Please locate each line in the records containing the word "draped" and copy those lines.

__DATASET__

○ ○ ○ ○

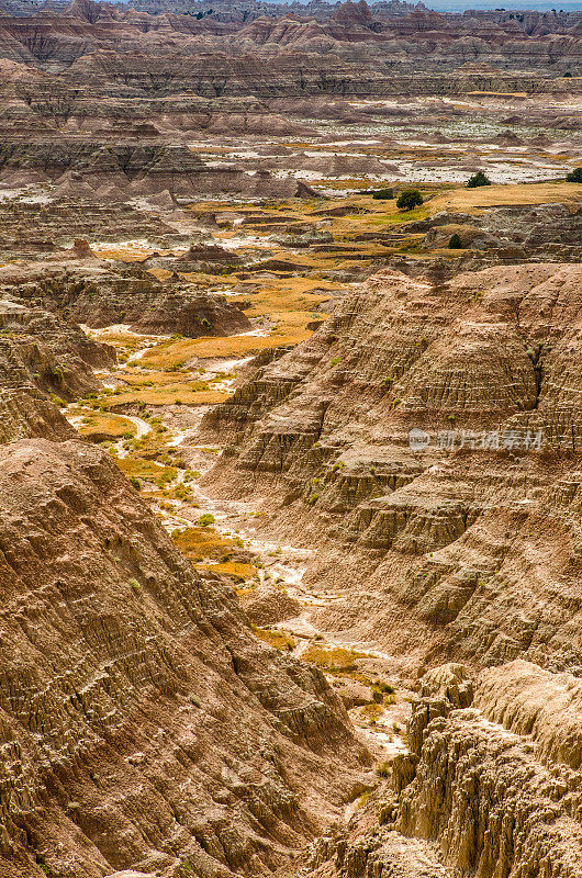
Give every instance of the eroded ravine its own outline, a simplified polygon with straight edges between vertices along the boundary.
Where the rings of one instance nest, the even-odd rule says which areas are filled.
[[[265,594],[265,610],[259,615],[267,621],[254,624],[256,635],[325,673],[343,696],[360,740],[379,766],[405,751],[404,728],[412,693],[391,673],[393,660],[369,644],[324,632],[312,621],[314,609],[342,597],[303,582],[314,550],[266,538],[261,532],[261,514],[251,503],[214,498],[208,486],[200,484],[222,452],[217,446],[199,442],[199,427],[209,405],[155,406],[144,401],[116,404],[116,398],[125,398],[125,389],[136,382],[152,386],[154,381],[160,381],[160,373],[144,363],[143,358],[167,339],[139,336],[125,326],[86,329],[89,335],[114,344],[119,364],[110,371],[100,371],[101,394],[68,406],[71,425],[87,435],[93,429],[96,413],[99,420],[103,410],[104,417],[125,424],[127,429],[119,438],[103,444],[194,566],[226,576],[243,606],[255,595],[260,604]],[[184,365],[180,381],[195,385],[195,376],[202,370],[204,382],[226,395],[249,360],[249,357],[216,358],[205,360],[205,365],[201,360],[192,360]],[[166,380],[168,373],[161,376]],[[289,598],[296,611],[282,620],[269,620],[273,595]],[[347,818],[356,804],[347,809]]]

○ ○ ○ ○

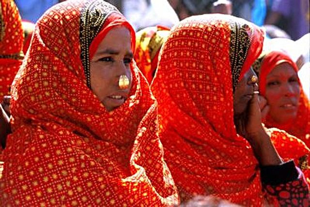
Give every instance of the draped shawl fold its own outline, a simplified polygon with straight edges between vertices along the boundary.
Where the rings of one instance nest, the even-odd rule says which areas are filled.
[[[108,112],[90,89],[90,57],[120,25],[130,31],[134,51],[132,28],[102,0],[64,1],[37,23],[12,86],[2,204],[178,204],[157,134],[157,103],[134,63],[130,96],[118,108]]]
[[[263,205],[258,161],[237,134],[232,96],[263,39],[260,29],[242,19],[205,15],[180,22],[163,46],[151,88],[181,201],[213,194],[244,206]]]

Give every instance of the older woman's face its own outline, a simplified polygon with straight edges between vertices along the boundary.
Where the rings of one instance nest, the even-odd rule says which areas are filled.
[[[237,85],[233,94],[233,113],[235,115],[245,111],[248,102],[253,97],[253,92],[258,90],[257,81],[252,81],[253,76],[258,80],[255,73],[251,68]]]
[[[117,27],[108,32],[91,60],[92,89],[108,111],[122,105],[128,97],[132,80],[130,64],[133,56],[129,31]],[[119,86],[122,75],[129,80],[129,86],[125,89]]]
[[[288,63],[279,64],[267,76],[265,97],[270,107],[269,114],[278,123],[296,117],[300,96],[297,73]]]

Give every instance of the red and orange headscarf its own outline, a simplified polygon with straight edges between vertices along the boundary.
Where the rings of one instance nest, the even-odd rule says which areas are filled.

○ ○ ○ ○

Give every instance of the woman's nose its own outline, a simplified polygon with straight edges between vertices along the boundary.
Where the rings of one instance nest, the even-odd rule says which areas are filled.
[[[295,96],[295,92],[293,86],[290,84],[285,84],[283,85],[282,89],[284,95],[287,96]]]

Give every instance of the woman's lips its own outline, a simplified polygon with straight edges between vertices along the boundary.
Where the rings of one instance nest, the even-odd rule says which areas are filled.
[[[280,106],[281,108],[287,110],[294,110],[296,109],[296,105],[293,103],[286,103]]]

○ ○ ○ ○

__SOLUTION FOR THIS TASK__
Give every instance of the draped shawl fold its own outline, a simplified polygon with straight edges between vertices along the boundary.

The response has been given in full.